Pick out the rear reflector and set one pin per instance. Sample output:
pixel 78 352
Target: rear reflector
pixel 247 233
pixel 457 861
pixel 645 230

**Problem**
Print out every record again, exactly and in full.

**Written solution**
Pick out the rear reflector and set one pin per instance. Sample output:
pixel 78 352
Target: rear reflector
pixel 247 233
pixel 457 861
pixel 645 230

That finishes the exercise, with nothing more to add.